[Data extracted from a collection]
[Start of section]

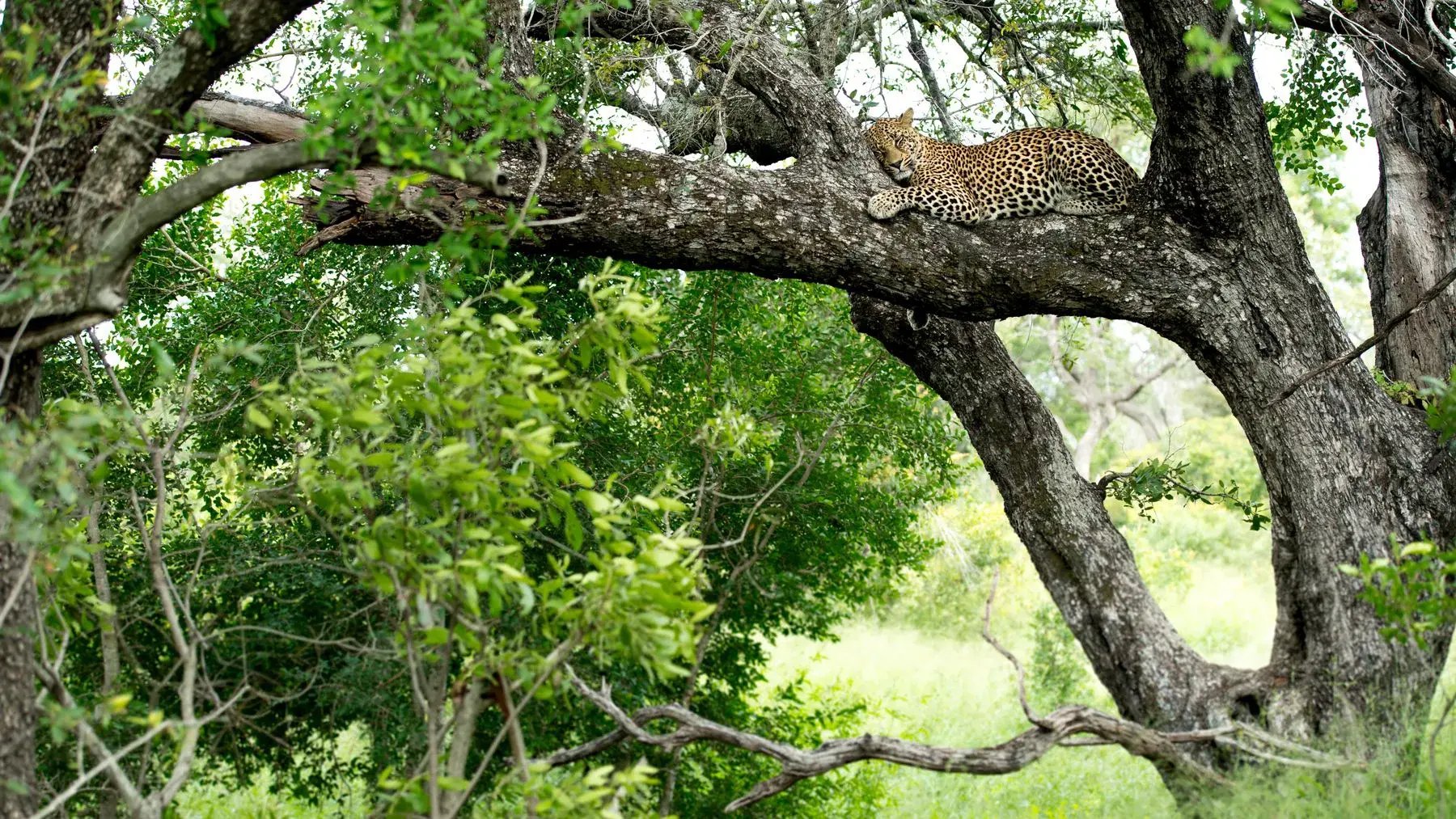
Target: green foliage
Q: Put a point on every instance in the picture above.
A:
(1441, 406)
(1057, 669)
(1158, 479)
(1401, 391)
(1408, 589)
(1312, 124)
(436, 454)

[End of section]

§ **ACTION ITEM**: Do not include images; quote all of the entries above exactly.

§ **ANSWER BELOW**:
Target: green foliage
Q: Put a point on every instance in the picture above.
A:
(1441, 406)
(1057, 669)
(1158, 479)
(1401, 391)
(1408, 589)
(1312, 124)
(436, 454)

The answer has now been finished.